** start Data provided **

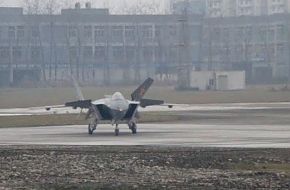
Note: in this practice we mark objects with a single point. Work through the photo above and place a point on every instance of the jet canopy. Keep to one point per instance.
(118, 96)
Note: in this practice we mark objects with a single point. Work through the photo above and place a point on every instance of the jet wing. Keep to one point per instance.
(82, 104)
(132, 109)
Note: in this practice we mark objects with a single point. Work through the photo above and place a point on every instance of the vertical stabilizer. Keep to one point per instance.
(138, 94)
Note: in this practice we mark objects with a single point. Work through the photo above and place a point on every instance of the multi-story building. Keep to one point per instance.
(91, 44)
(229, 8)
(189, 6)
(101, 48)
(258, 44)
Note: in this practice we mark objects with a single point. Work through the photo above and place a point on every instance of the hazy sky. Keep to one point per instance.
(99, 3)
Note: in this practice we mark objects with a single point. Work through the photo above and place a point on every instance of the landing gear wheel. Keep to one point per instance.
(91, 129)
(117, 131)
(134, 129)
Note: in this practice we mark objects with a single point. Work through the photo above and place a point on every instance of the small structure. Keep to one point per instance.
(218, 80)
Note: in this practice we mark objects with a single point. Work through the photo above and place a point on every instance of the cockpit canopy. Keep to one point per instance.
(118, 96)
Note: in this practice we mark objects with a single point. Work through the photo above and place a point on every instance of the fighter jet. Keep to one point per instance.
(115, 108)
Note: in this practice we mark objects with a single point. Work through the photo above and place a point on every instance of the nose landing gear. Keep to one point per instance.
(117, 131)
(91, 128)
(133, 127)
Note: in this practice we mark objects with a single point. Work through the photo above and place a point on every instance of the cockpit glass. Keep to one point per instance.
(118, 96)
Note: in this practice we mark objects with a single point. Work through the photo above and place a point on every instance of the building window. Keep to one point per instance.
(172, 30)
(4, 52)
(88, 32)
(148, 54)
(100, 52)
(118, 53)
(157, 31)
(147, 32)
(20, 32)
(99, 31)
(117, 32)
(72, 32)
(17, 52)
(130, 53)
(88, 52)
(11, 32)
(73, 53)
(130, 32)
(35, 53)
(35, 33)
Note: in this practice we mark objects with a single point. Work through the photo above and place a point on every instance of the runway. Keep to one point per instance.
(181, 107)
(213, 125)
(188, 135)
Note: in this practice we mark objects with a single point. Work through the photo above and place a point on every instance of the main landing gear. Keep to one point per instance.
(91, 128)
(117, 130)
(133, 127)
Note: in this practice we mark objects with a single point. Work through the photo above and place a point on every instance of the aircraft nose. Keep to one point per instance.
(118, 114)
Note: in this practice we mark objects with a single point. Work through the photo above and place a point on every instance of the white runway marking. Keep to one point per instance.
(266, 136)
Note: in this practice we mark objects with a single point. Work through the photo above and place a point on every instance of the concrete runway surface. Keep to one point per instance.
(182, 107)
(234, 125)
(155, 134)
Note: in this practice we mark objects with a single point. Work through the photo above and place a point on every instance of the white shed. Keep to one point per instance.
(218, 80)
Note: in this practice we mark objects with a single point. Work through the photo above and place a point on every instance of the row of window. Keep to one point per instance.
(145, 31)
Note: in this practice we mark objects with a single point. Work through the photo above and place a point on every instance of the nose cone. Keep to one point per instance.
(118, 114)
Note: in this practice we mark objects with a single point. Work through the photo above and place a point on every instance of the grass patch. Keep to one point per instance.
(264, 167)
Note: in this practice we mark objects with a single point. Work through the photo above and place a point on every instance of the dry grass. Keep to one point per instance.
(11, 98)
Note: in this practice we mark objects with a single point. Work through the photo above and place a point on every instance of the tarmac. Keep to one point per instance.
(228, 125)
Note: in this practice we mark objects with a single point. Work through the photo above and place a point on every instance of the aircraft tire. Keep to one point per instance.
(90, 130)
(134, 129)
(117, 131)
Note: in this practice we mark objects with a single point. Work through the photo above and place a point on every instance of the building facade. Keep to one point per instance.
(100, 48)
(92, 45)
(230, 8)
(259, 45)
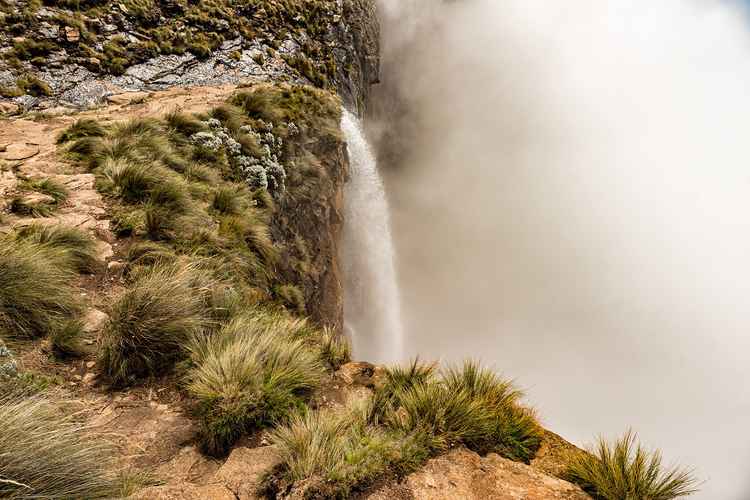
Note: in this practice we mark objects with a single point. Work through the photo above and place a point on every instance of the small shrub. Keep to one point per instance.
(46, 454)
(36, 294)
(201, 173)
(624, 470)
(77, 247)
(85, 127)
(251, 374)
(151, 322)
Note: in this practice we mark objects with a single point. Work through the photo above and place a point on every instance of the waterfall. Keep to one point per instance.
(372, 310)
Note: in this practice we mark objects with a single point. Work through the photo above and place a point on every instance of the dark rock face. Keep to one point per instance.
(357, 53)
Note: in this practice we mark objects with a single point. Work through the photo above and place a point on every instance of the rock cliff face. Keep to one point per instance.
(57, 55)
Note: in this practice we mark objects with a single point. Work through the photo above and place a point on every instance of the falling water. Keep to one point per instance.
(372, 306)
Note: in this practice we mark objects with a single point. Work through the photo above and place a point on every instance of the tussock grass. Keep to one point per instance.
(252, 232)
(514, 431)
(413, 415)
(137, 182)
(227, 200)
(335, 349)
(74, 246)
(46, 454)
(250, 374)
(398, 380)
(334, 452)
(625, 470)
(85, 127)
(36, 294)
(151, 322)
(470, 406)
(201, 173)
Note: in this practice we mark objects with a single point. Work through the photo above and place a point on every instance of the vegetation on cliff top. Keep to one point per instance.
(624, 470)
(412, 415)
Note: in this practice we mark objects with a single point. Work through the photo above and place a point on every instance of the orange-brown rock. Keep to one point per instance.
(464, 475)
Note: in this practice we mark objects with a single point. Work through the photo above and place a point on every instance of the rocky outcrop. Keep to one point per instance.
(238, 479)
(359, 68)
(82, 60)
(464, 475)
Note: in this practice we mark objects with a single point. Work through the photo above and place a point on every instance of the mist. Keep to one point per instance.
(570, 197)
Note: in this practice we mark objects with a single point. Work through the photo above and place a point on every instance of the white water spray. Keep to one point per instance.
(372, 310)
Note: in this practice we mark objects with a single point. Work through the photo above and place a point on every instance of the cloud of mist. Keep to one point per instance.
(570, 190)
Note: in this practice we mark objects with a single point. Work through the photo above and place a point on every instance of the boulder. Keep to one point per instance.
(185, 491)
(244, 470)
(463, 475)
(94, 320)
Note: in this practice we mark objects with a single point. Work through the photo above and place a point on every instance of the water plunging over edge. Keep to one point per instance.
(372, 306)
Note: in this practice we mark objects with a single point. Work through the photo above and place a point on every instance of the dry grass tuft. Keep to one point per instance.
(625, 470)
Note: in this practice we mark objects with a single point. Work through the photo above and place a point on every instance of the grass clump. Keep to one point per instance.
(227, 200)
(27, 204)
(334, 453)
(151, 322)
(413, 415)
(250, 374)
(470, 406)
(75, 247)
(514, 432)
(335, 349)
(46, 454)
(36, 294)
(625, 470)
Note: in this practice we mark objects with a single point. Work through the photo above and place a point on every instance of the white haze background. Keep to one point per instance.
(570, 189)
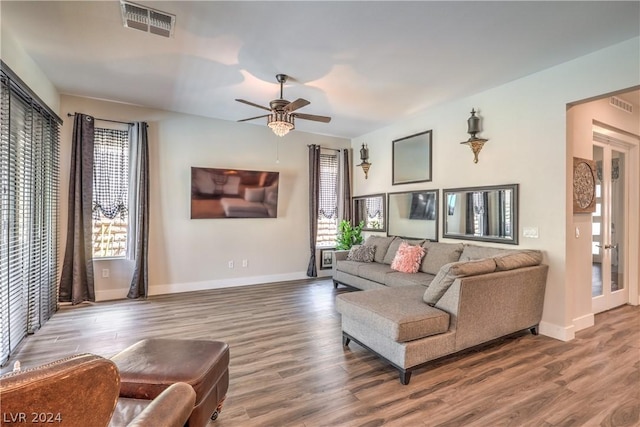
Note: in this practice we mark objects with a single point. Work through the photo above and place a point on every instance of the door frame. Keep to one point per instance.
(630, 143)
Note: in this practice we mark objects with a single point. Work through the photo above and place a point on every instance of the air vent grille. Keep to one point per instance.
(621, 104)
(146, 19)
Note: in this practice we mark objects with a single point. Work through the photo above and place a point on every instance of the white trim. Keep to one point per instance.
(111, 294)
(584, 322)
(173, 288)
(562, 333)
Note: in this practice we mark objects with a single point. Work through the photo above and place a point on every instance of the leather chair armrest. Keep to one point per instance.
(171, 408)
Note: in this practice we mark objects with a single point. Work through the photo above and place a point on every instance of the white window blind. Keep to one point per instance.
(328, 201)
(110, 192)
(29, 170)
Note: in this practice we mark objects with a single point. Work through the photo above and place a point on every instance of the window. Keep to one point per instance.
(110, 192)
(29, 170)
(328, 201)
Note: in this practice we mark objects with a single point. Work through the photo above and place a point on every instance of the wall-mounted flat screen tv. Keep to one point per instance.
(233, 193)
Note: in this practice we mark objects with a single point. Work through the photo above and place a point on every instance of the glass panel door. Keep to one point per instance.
(609, 229)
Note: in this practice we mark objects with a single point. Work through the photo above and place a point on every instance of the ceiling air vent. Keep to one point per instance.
(147, 19)
(621, 104)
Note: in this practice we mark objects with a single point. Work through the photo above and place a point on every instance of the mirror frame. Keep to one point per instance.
(406, 148)
(422, 232)
(513, 240)
(356, 219)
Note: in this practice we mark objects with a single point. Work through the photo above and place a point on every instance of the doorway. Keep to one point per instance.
(610, 224)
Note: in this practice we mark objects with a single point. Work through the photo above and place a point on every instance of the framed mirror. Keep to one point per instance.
(482, 213)
(412, 159)
(372, 210)
(413, 214)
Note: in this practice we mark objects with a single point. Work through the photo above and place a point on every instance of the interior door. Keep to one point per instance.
(609, 228)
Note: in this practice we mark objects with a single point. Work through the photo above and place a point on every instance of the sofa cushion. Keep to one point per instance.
(471, 252)
(439, 254)
(397, 313)
(518, 259)
(395, 244)
(350, 267)
(374, 271)
(450, 272)
(361, 253)
(408, 257)
(381, 244)
(398, 279)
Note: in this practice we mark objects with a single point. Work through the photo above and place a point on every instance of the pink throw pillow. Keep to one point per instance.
(408, 258)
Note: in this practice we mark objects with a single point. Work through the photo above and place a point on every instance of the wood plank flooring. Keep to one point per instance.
(288, 366)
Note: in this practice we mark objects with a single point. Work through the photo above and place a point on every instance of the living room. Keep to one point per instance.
(531, 142)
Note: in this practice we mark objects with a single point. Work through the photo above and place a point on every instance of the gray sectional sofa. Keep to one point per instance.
(462, 296)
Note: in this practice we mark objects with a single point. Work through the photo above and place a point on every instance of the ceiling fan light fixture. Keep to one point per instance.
(280, 123)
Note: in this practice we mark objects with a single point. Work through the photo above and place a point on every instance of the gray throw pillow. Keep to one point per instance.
(381, 244)
(439, 254)
(450, 272)
(361, 253)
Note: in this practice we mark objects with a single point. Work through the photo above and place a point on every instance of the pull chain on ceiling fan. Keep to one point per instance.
(282, 115)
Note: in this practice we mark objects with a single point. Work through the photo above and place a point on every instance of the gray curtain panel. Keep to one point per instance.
(76, 281)
(314, 194)
(139, 223)
(347, 211)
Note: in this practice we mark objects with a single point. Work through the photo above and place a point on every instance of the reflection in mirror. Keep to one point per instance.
(413, 214)
(482, 213)
(371, 210)
(412, 159)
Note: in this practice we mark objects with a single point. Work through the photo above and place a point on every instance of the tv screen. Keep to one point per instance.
(423, 206)
(233, 193)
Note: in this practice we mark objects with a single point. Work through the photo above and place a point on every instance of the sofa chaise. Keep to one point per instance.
(460, 296)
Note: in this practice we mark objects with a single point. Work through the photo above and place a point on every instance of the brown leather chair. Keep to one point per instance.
(83, 390)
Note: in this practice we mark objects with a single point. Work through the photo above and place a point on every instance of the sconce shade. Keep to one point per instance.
(473, 127)
(364, 157)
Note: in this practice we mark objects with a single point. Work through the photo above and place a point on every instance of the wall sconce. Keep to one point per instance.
(364, 156)
(474, 142)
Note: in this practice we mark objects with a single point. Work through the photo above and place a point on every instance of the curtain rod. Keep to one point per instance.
(103, 120)
(325, 148)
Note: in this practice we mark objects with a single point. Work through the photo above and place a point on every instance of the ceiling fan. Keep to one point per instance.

** end Data provided **

The request
Copy the data from the line with "the gray throw" through the end of the data, shifting every point coordinate by -42 and leaving all other text unchanged.

Written answer
Note: in this practice we mark objects with a single point. Work through the photo above and place a point on every instance of the gray throw pillow. Keep to one point per instance.
(339, 202)
(397, 212)
(408, 230)
(319, 211)
Note: in this practice we mark objects with a single point. Work through the photo above and place a point on every instance of the pull chain on ceiling fan. Keep to one point per instance.
(240, 73)
Note: in this practice we mark objects with a single point. Work through the photo above and place a point on every instance of the gray curtain panel. Keep to one point per instance.
(34, 239)
(272, 152)
(97, 181)
(305, 169)
Note: in this practice we mark objects with a single point. Work through the photo above and place a point on every instance of the reflection in mirror. Keep to one point per instance.
(371, 172)
(440, 171)
(329, 168)
(370, 117)
Note: in this practice we mark objects with a single point. Work through the photo above and place a point on every instance of the tv screen. Keep to one point per instance.
(381, 164)
(191, 151)
Note: in this practice we mark objects with a single point. Work through the photo above and place a point on every instance of the sofa chaise. Keep to one point per instance.
(418, 254)
Note: in this practice we mark objects with a single point. Work through the photo above and place a point on every instance of the brown leather chair. Keep to one point per instance.
(41, 348)
Note: in this practice we mark objects with a single point. Work through the photo above and place a point on every instance of the sconce shade. Keep to one point per instance.
(431, 85)
(322, 115)
Note: in this practice we mark objects with a single point. Work through the photo above and place a point on every instance of the wall sconce. Keep to one point per instance.
(322, 114)
(432, 100)
Note: in this practice we mark objects with a single point. Work through the photo above and place a point on every instance of the curtain rod. Keep to one point per instance.
(61, 78)
(283, 106)
Note: in this practice we mark objects with a single point. Work through the photo above and place a point on every instance of the ceiling fan. Keep to one point per instance.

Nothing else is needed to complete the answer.